▶ _Stated task_
Answer these questions from the anecdote about online reviews:
1. Why did the writer have to buy the product online?
2. How does the writer describe the customer service?
3. What rating did the writer give the product?

▶ _Text provided_

---

Don't trust online reviews (personal anecdote)
I recently bought a product online. I wasn't able to find it in a bricks-and-mortar shop, so I had to buy it online to even see it, let alone try it. I received it, and it wasn't right for me. I was able to exchange it for a different version, but even the different version wasn't right. So I returned the product and got a refund. All along, the customer service was excellent, but the product itself turned out not to be what I wanted.
The way the product failed for me was connected to the "headline" description of the product. It wasn't a minor failure. It did something that they explicitly said it wouldn't do, which was one of the main selling features of the product.
After the dust settled, I wrote a review of the product. I don't normally do this: I neither write nor read reviews. However, I know that other people do rely on reviews and, seeing as this product is only available online, and its failure was linked to a major selling feature of the product, I felt duty-bound to inform other prospective buyers that it might not suit some people. I gave it a 2-star (out of 5) rating, as well as writing up why it didn't suit me (while allowing that it might still suit other people).

---

Lines of data:

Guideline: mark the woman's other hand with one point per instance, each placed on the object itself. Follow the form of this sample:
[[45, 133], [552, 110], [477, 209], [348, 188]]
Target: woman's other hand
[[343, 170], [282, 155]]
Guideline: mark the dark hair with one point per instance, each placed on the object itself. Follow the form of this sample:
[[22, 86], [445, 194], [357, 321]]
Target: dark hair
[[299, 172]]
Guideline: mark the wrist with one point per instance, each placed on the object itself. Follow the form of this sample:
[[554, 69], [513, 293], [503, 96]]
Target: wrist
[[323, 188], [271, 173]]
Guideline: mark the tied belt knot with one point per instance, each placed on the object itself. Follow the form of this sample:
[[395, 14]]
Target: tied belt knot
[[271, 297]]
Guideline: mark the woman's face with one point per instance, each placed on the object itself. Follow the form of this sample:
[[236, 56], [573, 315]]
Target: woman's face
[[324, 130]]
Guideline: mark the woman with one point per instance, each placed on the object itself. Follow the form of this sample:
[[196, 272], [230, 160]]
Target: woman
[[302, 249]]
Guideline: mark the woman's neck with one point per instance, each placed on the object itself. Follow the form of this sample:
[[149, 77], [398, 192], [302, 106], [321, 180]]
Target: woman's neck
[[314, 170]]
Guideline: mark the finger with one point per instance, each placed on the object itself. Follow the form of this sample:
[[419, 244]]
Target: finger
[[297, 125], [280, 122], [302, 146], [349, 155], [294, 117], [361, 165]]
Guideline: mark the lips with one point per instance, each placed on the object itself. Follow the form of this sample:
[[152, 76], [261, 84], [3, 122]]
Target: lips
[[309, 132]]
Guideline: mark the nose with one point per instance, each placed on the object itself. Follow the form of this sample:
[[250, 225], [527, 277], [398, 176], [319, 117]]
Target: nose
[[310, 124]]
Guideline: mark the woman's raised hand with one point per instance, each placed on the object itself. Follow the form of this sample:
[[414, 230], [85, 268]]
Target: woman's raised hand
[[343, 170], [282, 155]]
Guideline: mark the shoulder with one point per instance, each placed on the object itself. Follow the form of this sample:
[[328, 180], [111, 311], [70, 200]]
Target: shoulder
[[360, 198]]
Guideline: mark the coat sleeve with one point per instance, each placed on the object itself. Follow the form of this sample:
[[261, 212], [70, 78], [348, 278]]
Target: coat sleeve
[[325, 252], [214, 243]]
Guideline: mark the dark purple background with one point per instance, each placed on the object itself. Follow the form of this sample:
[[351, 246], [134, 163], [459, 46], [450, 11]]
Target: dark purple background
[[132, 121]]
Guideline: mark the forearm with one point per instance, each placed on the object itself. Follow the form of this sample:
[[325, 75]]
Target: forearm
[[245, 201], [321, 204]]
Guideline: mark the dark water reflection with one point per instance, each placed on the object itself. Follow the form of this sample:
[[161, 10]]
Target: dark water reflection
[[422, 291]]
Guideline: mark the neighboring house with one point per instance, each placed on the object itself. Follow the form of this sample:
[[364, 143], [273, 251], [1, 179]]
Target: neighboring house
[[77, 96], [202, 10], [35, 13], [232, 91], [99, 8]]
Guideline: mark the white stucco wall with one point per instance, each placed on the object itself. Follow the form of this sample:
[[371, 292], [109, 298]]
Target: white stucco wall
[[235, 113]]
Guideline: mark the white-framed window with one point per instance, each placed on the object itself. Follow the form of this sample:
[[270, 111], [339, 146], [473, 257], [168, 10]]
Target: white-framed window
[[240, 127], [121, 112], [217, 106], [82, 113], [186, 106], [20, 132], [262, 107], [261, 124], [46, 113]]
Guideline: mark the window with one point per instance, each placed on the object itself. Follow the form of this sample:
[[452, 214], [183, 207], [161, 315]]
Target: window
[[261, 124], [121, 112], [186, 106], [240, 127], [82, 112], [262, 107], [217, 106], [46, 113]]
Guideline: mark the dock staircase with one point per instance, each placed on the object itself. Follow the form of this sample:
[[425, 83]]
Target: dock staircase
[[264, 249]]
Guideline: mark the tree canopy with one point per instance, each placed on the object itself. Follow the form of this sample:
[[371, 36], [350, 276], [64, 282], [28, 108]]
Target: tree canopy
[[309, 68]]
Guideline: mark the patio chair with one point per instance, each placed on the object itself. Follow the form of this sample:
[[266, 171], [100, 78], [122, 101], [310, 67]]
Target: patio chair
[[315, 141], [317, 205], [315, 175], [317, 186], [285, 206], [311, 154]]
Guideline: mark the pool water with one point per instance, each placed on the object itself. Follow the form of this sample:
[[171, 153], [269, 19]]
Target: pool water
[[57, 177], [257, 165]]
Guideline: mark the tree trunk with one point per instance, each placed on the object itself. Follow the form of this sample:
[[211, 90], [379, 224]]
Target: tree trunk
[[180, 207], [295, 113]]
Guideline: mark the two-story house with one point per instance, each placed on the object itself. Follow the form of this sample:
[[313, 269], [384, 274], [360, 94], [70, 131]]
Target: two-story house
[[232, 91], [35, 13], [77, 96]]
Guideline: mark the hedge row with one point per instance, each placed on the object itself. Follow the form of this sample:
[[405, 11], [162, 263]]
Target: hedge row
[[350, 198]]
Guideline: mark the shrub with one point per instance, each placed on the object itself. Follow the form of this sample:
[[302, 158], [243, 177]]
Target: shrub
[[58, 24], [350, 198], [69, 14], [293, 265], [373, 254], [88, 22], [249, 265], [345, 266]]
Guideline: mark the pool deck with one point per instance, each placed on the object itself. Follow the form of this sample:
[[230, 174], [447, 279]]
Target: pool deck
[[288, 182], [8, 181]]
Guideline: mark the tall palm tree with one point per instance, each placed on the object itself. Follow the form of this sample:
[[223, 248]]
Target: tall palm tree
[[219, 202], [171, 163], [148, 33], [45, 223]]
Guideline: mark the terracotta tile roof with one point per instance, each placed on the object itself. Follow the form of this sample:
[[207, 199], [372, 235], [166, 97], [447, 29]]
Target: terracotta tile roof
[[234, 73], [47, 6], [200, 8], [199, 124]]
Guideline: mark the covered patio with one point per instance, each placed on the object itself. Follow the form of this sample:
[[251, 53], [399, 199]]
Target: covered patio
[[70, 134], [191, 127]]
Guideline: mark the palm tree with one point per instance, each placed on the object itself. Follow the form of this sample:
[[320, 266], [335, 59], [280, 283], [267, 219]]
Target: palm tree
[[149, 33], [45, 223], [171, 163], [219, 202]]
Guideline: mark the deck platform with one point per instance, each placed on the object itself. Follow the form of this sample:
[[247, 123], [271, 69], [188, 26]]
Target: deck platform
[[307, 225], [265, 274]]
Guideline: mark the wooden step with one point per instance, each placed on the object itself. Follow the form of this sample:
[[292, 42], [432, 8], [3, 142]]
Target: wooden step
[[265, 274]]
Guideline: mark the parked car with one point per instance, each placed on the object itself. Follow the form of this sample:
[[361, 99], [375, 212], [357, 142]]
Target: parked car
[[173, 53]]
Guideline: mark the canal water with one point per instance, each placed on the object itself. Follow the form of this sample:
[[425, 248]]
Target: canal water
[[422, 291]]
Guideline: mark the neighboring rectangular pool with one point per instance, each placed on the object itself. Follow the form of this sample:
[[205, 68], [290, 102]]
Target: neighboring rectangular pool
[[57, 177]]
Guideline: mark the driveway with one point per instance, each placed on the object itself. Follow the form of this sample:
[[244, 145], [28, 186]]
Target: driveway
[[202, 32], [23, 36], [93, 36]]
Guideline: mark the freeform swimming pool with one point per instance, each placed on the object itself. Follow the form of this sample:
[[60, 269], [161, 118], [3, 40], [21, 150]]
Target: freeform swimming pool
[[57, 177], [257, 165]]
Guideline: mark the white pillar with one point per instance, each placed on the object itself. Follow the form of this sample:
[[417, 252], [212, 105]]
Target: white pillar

---

▶ _Output for this exercise_
1. The writer couldn't find it in a bricks-and-mortar shop.
2. It was excellent throughout.
3. 2 stars out of 5.